[Records excerpted from a collection]
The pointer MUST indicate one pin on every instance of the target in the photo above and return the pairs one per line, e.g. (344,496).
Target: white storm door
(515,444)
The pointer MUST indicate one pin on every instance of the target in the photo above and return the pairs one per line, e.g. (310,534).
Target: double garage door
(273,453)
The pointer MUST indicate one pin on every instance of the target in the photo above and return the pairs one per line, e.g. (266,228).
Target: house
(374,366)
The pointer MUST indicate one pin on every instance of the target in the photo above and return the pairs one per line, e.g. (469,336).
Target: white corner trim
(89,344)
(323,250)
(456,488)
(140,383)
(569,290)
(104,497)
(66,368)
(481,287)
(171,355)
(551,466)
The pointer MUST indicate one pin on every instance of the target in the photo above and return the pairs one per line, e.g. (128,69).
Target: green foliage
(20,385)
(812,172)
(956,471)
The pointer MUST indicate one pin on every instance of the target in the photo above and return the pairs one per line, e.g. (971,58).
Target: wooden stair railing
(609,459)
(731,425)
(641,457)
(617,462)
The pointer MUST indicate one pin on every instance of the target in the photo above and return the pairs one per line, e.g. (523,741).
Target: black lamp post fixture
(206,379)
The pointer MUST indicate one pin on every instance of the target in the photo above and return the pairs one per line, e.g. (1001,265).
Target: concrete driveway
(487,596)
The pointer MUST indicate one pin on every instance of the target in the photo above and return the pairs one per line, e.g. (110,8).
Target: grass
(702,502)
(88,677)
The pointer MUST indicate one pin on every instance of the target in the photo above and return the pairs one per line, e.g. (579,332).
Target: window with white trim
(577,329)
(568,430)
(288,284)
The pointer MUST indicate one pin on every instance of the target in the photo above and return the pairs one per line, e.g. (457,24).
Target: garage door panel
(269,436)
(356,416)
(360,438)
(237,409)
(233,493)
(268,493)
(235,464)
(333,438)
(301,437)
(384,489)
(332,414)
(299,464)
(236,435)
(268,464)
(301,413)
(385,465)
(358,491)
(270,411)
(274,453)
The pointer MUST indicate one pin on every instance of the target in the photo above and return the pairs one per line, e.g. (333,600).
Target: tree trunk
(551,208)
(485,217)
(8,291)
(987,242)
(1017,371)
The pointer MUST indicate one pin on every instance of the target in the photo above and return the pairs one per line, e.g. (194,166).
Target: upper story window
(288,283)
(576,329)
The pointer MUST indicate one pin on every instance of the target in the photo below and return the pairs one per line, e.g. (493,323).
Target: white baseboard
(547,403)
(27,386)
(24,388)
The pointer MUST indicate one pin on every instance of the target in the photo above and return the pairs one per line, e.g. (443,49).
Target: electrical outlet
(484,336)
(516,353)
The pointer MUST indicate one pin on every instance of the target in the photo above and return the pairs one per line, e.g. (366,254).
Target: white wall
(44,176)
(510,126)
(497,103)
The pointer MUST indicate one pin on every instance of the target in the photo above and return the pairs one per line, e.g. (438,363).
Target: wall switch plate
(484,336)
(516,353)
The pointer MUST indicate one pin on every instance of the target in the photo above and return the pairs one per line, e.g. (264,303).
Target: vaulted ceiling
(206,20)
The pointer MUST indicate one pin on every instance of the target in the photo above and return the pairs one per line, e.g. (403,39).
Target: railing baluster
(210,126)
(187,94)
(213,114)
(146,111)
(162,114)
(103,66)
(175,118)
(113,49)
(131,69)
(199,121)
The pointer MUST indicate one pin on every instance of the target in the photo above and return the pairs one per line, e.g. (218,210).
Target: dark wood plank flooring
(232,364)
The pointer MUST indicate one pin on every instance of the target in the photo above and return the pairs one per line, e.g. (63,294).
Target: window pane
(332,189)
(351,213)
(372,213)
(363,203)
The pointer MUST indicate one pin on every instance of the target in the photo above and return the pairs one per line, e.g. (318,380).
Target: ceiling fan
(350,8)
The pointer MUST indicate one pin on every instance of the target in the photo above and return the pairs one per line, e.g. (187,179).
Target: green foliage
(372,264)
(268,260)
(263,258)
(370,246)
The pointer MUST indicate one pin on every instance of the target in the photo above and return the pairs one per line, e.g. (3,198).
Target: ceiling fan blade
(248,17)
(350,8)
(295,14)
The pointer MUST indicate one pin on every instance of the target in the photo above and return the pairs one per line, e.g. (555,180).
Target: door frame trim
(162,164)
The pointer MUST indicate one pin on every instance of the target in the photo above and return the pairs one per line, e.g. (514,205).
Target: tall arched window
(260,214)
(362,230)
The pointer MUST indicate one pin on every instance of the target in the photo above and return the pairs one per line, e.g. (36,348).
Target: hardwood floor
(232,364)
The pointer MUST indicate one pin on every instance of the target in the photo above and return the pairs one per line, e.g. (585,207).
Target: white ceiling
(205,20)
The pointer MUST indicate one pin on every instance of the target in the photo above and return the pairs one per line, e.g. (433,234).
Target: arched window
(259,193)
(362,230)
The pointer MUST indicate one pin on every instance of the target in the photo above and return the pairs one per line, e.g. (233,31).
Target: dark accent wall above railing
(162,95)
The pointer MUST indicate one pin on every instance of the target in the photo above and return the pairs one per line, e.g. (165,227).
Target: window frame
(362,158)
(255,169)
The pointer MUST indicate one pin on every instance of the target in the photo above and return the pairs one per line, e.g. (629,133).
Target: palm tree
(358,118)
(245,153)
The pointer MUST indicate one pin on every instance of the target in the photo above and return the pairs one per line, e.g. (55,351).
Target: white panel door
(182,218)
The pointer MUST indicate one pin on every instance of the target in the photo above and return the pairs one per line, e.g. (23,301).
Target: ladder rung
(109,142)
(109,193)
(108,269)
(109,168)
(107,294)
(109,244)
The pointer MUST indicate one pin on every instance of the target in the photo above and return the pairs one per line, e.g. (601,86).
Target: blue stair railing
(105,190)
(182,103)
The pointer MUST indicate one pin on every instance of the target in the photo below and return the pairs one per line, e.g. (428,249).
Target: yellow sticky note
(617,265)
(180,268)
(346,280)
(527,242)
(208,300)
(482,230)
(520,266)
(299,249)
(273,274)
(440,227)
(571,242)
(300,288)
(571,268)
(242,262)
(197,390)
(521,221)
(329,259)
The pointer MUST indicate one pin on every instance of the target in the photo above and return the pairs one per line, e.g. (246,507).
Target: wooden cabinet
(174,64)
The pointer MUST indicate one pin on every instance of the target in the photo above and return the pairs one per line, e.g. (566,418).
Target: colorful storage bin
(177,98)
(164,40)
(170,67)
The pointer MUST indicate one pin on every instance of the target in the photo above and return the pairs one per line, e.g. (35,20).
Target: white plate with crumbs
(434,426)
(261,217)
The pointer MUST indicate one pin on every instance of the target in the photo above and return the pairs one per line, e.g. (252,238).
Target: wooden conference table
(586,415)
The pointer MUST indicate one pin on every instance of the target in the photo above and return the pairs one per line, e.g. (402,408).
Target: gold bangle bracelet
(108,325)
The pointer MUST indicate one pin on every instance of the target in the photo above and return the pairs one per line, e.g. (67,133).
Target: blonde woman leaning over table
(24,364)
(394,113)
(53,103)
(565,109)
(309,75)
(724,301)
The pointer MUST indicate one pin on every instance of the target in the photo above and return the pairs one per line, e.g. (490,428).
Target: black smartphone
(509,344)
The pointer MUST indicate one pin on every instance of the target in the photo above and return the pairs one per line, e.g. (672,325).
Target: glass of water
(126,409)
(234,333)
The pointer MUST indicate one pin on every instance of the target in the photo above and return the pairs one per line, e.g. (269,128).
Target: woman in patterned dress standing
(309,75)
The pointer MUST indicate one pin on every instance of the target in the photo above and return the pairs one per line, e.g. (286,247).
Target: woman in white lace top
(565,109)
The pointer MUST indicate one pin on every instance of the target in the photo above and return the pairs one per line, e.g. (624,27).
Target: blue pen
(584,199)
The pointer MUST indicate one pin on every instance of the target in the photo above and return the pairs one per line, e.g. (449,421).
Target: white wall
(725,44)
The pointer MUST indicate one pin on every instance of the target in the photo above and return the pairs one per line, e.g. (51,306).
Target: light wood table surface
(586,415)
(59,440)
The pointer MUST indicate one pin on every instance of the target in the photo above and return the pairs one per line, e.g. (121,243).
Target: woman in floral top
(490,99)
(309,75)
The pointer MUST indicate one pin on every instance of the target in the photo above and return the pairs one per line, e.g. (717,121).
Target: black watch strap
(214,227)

**Goal**
Copy the stretch from the line containing "line, e.g. (717,121)." through the end of the records, character for character.

**Response for this exercise**
The pointer MUST indicate one pin on every instance of the target in the photo above and return the pairs one per line, e.g. (717,121).
Target: black watch strap
(214,227)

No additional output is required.